BEGIN Data

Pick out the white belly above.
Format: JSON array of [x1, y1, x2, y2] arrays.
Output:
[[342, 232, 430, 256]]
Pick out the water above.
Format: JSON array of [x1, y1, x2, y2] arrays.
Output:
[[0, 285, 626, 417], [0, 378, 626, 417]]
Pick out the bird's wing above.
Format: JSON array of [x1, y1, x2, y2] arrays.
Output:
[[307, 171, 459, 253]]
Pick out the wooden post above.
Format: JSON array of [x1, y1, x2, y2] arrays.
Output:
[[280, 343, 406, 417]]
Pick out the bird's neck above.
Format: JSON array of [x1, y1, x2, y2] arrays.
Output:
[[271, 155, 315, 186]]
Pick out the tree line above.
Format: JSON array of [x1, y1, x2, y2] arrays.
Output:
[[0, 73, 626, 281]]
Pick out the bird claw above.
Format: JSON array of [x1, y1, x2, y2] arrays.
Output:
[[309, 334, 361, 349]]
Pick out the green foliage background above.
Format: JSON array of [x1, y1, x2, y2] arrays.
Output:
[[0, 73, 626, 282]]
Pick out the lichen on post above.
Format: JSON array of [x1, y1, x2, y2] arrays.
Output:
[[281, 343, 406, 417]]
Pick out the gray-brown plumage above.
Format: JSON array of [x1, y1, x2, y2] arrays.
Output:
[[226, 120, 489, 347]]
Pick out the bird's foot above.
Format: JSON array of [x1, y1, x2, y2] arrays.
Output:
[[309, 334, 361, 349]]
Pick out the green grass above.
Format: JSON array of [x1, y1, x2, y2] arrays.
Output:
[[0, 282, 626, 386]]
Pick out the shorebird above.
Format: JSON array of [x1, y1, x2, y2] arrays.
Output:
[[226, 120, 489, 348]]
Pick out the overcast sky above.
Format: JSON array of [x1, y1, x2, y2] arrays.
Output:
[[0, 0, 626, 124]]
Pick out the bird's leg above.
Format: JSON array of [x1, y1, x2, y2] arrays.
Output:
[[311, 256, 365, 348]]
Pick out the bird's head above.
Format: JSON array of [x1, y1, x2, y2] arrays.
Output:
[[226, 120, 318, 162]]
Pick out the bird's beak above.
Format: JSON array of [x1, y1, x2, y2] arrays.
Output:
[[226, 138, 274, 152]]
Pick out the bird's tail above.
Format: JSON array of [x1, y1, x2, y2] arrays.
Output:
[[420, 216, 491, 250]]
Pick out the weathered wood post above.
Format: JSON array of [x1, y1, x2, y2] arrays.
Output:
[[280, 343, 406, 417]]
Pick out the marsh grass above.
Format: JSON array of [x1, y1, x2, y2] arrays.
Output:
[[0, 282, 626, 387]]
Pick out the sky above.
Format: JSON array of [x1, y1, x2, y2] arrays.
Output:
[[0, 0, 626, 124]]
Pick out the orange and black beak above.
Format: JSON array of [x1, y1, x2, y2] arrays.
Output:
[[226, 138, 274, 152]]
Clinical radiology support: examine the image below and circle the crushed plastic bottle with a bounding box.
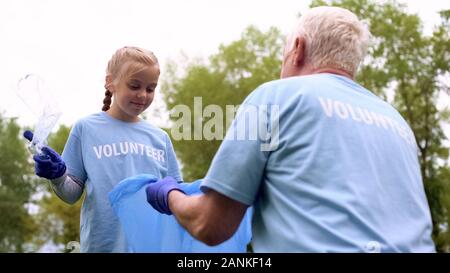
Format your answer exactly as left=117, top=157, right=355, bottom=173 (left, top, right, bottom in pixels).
left=16, top=74, right=61, bottom=154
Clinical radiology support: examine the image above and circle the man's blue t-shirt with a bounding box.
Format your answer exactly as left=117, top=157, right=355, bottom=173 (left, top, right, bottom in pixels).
left=202, top=74, right=435, bottom=252
left=62, top=112, right=182, bottom=252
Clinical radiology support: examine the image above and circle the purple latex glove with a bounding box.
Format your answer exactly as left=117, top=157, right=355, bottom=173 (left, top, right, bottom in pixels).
left=23, top=131, right=66, bottom=179
left=145, top=176, right=184, bottom=215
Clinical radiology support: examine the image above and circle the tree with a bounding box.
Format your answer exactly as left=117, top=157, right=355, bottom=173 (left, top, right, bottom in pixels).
left=32, top=125, right=84, bottom=250
left=0, top=112, right=37, bottom=252
left=161, top=26, right=283, bottom=181
left=311, top=0, right=450, bottom=251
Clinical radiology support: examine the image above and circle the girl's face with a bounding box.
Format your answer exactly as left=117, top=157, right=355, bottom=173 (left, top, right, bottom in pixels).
left=108, top=65, right=159, bottom=122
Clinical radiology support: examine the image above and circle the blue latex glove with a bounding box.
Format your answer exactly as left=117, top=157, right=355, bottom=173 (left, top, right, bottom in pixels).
left=23, top=131, right=66, bottom=179
left=145, top=176, right=184, bottom=215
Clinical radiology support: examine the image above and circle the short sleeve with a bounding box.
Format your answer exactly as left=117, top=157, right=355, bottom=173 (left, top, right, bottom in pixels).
left=201, top=95, right=271, bottom=205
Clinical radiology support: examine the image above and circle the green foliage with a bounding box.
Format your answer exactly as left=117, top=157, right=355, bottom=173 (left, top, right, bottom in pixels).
left=161, top=26, right=283, bottom=181
left=0, top=115, right=37, bottom=252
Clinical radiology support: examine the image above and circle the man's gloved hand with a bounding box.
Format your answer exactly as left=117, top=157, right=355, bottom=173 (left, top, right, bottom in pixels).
left=145, top=176, right=184, bottom=215
left=23, top=131, right=66, bottom=179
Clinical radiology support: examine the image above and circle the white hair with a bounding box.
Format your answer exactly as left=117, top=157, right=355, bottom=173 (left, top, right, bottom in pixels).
left=290, top=6, right=371, bottom=75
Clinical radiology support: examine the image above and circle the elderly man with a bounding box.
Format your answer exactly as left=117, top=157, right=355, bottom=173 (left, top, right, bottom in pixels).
left=147, top=7, right=435, bottom=252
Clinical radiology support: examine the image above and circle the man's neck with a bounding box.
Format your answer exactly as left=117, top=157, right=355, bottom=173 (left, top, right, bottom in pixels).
left=311, top=68, right=354, bottom=80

END Data

§ Problem requirements: Output every line of the records above as a JSON list of strings, one string per line, omitting blank lines. Leave the pictures out of the answer.

§ Solution to this problem:
[
  "Pick out the white belly above.",
  "Format: JSON array of [x1, y1, x2, y2] arrays.",
  "Output:",
  "[[342, 232, 430, 256]]",
  "Pick out the water above.",
  "Format: JSON array of [x1, y1, x2, y2] arrays.",
  "Output:",
  "[[0, 285, 626, 417], [0, 378, 626, 417]]",
  "Pick out the bird's wing above.",
  "Format: JSON array of [x1, y1, x2, y2] arrays.",
  "Output:",
  "[[307, 171, 459, 253]]",
  "Pick out the wooden post above.",
  "Format: JSON array of [x1, y1, x2, y2] arrays.",
  "Output:",
  "[[280, 343, 406, 417]]",
  "Pick out the bird's neck above.",
  "Format: JSON array of [x1, y1, x2, y2] arrays.",
  "Output:",
  "[[271, 155, 315, 186]]",
  "Pick out the tree line above.",
  "Format: JSON array of [x1, y1, x2, y2] arrays.",
  "Output:",
  "[[0, 73, 626, 281]]",
  "Pick out the bird claw above.",
  "Format: JSON array of [x1, y1, x2, y2] arrays.",
  "Output:",
  "[[309, 334, 361, 349]]",
  "Pick out the green foliage background above.",
  "Format: JSON array of [x1, y1, x2, y2] arrays.",
  "Output:",
  "[[0, 73, 626, 282]]",
  "Pick out the lichen on post above.",
  "Format: JSON array of [x1, y1, x2, y2] arrays.",
  "Output:",
  "[[281, 343, 406, 417]]",
  "Pick out the gray-brown plumage above.",
  "Format: JSON array of [x1, y1, x2, y2] arrays.",
  "Output:",
  "[[226, 120, 489, 347]]",
  "Pick out the bird's foot above.",
  "Format: JSON array of [x1, y1, x2, y2] arrays.",
  "Output:",
  "[[309, 334, 361, 349]]",
  "Pick out the green grass above.",
  "Format: JSON array of [x1, y1, x2, y2] arrays.",
  "Output:",
  "[[0, 282, 626, 386]]",
  "Pick out the shorebird above.",
  "Format: JSON array of [x1, y1, x2, y2] arrays.",
  "Output:",
  "[[226, 120, 489, 348]]",
  "Pick out the overcast sky above.",
  "Format: JSON array of [x1, y1, x2, y2] arrays.",
  "Output:",
  "[[0, 0, 626, 124]]",
  "Pick out the bird's leg above.",
  "Format: JSON array of [x1, y1, x2, y2] arrays.",
  "Output:",
  "[[311, 256, 365, 348]]",
  "Pick out the bird's head above.",
  "Format: JSON array of [x1, y1, x2, y2] arrays.",
  "Output:",
  "[[226, 120, 318, 162]]",
  "Pick out the bird's beak above.",
  "Format: JSON array of [x1, y1, x2, y2] arrays.",
  "Output:",
  "[[226, 138, 274, 152]]",
  "Pick out the bird's tail above.",
  "Format: JSON array of [x1, y1, x2, y2] arrays.",
  "Output:",
  "[[420, 216, 491, 250]]",
  "Pick out the weathered wood post above.",
  "Format: JSON array of [x1, y1, x2, y2] arrays.",
  "Output:",
  "[[280, 343, 406, 417]]",
  "Pick out the marsh grass above.",
  "Format: JSON array of [x1, y1, x2, y2] arrays.",
  "Output:",
  "[[0, 282, 626, 387]]",
  "Pick out the sky above.",
  "Format: JSON array of [x1, y1, x2, y2] arrays.",
  "Output:",
  "[[0, 0, 626, 124]]",
  "Pick out the orange and black beak above.",
  "Format: JSON array of [x1, y1, x2, y2] arrays.",
  "Output:",
  "[[226, 138, 274, 152]]",
  "Clinical radiology support: examine the image below and circle the crushed plastic bottle with a bounding box.",
  "Format your answer exactly as left=117, top=157, right=355, bottom=173 (left, top, right, bottom in pixels).",
  "left=16, top=74, right=61, bottom=154",
  "Clinical radiology support: examine the image above and circle the man's blue t-shirt with a bounding box.",
  "Format your answer exactly as left=117, top=157, right=355, bottom=173 (left, top, right, bottom in pixels).",
  "left=202, top=74, right=435, bottom=252",
  "left=62, top=112, right=182, bottom=252",
  "Clinical radiology support: examine the image above and circle the purple latex glove with a bounding box.",
  "Format your answer exactly as left=117, top=157, right=355, bottom=173 (left, top, right, bottom in pixels).",
  "left=23, top=131, right=66, bottom=179",
  "left=145, top=176, right=184, bottom=215",
  "Clinical radiology support: examine the image above and circle the tree with a bounding box.",
  "Format your answer exactly as left=117, top=157, right=355, bottom=173 (left, top, right, bottom in pixels).",
  "left=32, top=125, right=84, bottom=250",
  "left=0, top=112, right=37, bottom=252",
  "left=161, top=26, right=283, bottom=181",
  "left=311, top=0, right=450, bottom=251",
  "Clinical radiology support: examine the image above and circle the girl's face with a bounding box.",
  "Format your answer exactly as left=117, top=157, right=355, bottom=173 (left, top, right, bottom in pixels).",
  "left=108, top=65, right=159, bottom=122",
  "Clinical radiology support: examine the image above and circle the blue latex glove with a bounding box.",
  "Format your answer exactly as left=117, top=157, right=355, bottom=173 (left, top, right, bottom in pixels).",
  "left=23, top=131, right=66, bottom=179",
  "left=145, top=176, right=184, bottom=215",
  "Clinical radiology support: examine the image above and circle the short sleeve with a bounding box.",
  "Format your answer exactly as left=117, top=157, right=355, bottom=173 (left, top, right, bottom in pixels).",
  "left=201, top=95, right=271, bottom=205",
  "Clinical radiology support: examine the image above and circle the green foliage with a bounding box.",
  "Format your answer exactly as left=117, top=157, right=355, bottom=173 (left, top, right, bottom in pixels).",
  "left=161, top=26, right=283, bottom=181",
  "left=0, top=115, right=37, bottom=252",
  "Clinical radiology support: examine the image above and circle the man's gloved hand with a bounding box.",
  "Format your answer exactly as left=117, top=157, right=355, bottom=173 (left, top, right, bottom in pixels).",
  "left=145, top=176, right=184, bottom=215",
  "left=23, top=131, right=66, bottom=179",
  "Clinical radiology support: examine the image above and circle the white hair with a bounding box.",
  "Format your answer exactly as left=117, top=157, right=355, bottom=173 (left, top, right, bottom in pixels).",
  "left=290, top=6, right=371, bottom=75",
  "Clinical radiology support: examine the image above and circle the elderly man with a bounding box.",
  "Format your answer exactly as left=117, top=157, right=355, bottom=173 (left, top, right, bottom in pixels).",
  "left=147, top=7, right=435, bottom=252",
  "Clinical radiology support: examine the image above and circle the man's neck with a bounding box.",
  "Format your answer exactly as left=117, top=157, right=355, bottom=173 (left, top, right, bottom in pixels).",
  "left=311, top=68, right=354, bottom=80"
]